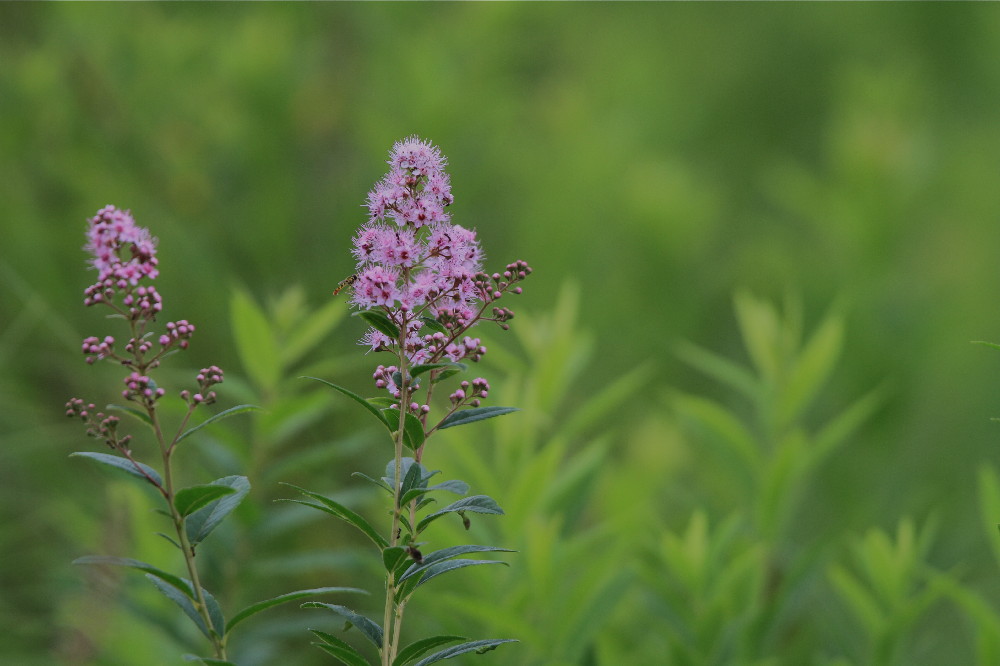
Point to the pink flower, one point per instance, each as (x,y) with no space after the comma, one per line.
(423,266)
(121,250)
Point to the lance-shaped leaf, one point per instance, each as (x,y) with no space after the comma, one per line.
(371,630)
(405,464)
(453,486)
(201,523)
(253,609)
(475,504)
(339,649)
(417,648)
(208,660)
(356,398)
(472,415)
(173,580)
(232,411)
(147,473)
(339,510)
(436,570)
(379,321)
(392,556)
(413,433)
(381,484)
(479,647)
(187,605)
(438,556)
(188,500)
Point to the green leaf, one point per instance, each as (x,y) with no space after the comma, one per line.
(208,660)
(357,398)
(232,411)
(139,414)
(392,556)
(418,370)
(200,524)
(186,604)
(123,464)
(380,322)
(446,554)
(405,464)
(454,486)
(256,341)
(188,500)
(370,629)
(381,484)
(417,648)
(435,325)
(413,436)
(339,649)
(436,570)
(414,478)
(253,609)
(474,414)
(475,504)
(479,647)
(171,540)
(335,508)
(171,579)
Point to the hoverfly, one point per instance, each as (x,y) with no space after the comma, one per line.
(346,282)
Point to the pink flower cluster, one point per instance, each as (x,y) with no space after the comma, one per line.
(123,253)
(416,189)
(415,266)
(98,424)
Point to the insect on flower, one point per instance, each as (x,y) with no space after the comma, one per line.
(346,282)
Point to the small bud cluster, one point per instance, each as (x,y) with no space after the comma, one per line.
(98,424)
(470,394)
(96,349)
(207,378)
(142,389)
(178,333)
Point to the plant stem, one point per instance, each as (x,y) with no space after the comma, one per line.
(218,642)
(390,632)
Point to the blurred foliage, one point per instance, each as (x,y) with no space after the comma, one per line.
(662,156)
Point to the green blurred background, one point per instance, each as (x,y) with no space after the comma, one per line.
(659,156)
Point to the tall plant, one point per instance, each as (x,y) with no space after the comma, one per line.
(420,287)
(124,255)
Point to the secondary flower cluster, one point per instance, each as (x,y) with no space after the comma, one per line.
(124,256)
(98,424)
(418,269)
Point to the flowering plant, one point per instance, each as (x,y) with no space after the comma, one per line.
(124,256)
(419,285)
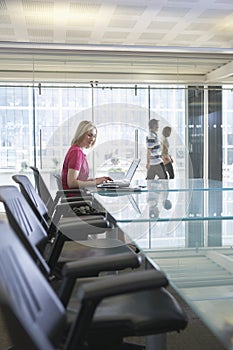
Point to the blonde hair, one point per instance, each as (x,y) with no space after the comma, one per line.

——————

_WORK TO COMPLETE_:
Retype only the lines from the one with "Point to the green blurred" through the final line of the entries, please, and keep the pictures out.

_TASK OUTPUT_:
Point to the green blurred background, one point per instance, each as (x,y) with no space after the comma, one per line.
(659,156)
Point to the tall plant, one point per instance, each as (x,y) with no space after the comma, one per line.
(420,287)
(124,255)
Point to the secondary flower cluster, one point per instance, each as (x,y) with no space after the comma, one per line.
(124,256)
(98,424)
(418,269)
Point to the flowering plant, one point per instance, each as (x,y) with no space after the comma, one per line.
(124,256)
(419,285)
Point to the blonde hair, one point per instance, each as (x,y) with no space after the comma, one per line.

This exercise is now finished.